### Alıntılanan Metin

Diyarbakır'a has mimari ile hayata geçirilen bu yeni alanın projesinde yer alan işletmelerin tabelaları inanıyorum ki benim gibi Diyarbakırlıları da üzmüştür…
Uzun bir kuraklıktan sonra yağan yağmurun bereket keyfiyle Suriçi’ni gençlerle geziyorduk… Usul usul yağan yağmur altında ıslanmayalı asırlar geçmiş gibiydi… Unutmuş ve unutulmuşluğun verdiği hüzünle çiseleyen her damlaya “nerede kaldın” dercesine sitem edesimiz vardı… Ama etmedik ya bir daha kırıp yitirirsek, gidip de gelmezse, çorak çöllerde bizi sahipsiz bırakırsa diye… Sitem yerine hasret kalmışlık duygularıyla yüzümüze, gözümüze, saçımıza her damlayı sindirerek yağmurla dans ediyorduk adeta…
Yürüdüğümüz turistik cadde yeni ve yapımı halâ devam eden bir planda yer alıyordu bu sebepten tüm mekanlar tam anlamıyla hayata geçmemişti fakat cadde boyu yürüdükçe insanın ruhunu rahatsız eden bir manzaraya şahit oluyorduk. Diyarbakır’a has mimari ile hayata geçirilen bu yeni alanın projesinde yer alan işletmelerin tabelaları inanıyorum ki benim gibi Diyarbakırlıları da üzmüştür… Zira Diyarbakır gibi tarih kokulu şehirlerin yaşanmışlıkları, hikayeleri, kahramanları, aşkları, efsaneleri, türküleri, şiirleri fazlasıyla vardır ve bu ruhu görmezden gelip Diyarbakır’ı yansıtmayan isimleri mekanlara vermek herkesin içini fazlasıyla burkar…
Bu rahatsız edici durum geçtiğimiz hafta İstanbul’dan gelen basın temsilcileri dostlarımızın da dikkatini çekmişti. Alana adım atar atmaz ilk cümle olarak “mekanların ismi keşke Diyarbakır’ı yansıtsaydı” dediler… Aklın yolu bir.
Geçtiğimiz haftalarda Erbil Valisinin aldığı “tabelalardaki yabancı isimlerin kaldırılması kararına” yönelik köşeme taşıdığım yazımda tam da bu konuyu yorumlamıştım. Her şehrin bir ruhu ve sosyal-kültürel-tarihi dokusu var. Şehirleri yönetenler bunu korumakla yükümlü. Bu yükümlülük şehirlerin marka değerinin üste çıkarılması adına önemli ve gerekli. Turizm sektörünün ana varoluş teması; farklı olanı gezip görmek, keşfetmek, yaşamak değil mi?

######
### Kayıtlardan Alıntılar

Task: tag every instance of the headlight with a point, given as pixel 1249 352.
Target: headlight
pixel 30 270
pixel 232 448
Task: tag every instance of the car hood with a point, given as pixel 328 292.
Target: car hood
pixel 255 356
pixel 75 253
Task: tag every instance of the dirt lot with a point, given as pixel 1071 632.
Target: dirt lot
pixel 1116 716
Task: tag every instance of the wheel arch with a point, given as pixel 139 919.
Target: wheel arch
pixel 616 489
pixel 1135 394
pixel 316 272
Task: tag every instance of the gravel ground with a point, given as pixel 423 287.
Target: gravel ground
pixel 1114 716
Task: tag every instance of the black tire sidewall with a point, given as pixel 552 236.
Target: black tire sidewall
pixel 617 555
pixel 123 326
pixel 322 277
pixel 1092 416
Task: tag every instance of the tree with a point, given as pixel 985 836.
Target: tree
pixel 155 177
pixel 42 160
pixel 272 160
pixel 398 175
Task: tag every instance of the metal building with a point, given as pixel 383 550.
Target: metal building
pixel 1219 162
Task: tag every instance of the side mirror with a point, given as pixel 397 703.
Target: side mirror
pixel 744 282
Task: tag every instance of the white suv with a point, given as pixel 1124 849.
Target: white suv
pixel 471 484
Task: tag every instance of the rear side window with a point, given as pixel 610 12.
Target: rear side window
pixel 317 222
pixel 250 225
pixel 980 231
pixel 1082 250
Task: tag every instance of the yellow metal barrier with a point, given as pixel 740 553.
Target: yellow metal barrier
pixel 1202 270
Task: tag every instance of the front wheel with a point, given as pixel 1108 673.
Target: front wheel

######

◆ İstenen Görev:
Diyarbakır'daki mekân tabelaları üzerine yazıyı kaldığı yerden sürdürünüz.

◆ Yanıt:
Ve bu sorumluluk şehirlerin yöneticileriyle birlikte Ticaret Odaları olmak üzere tüm sivil toplum kuruluşlarının da boynunun borcu elbette…
Evet uzun bir kuraklıktan sonra yağmurun coşkusuyla sohbetimiz de hararetliydi çünkü tam da seçim öncesinde ve bunca yoğun ülke-dünya gündemi karşısında elbette konuşacak fazlasıyla cümlesi vardı gençlerin.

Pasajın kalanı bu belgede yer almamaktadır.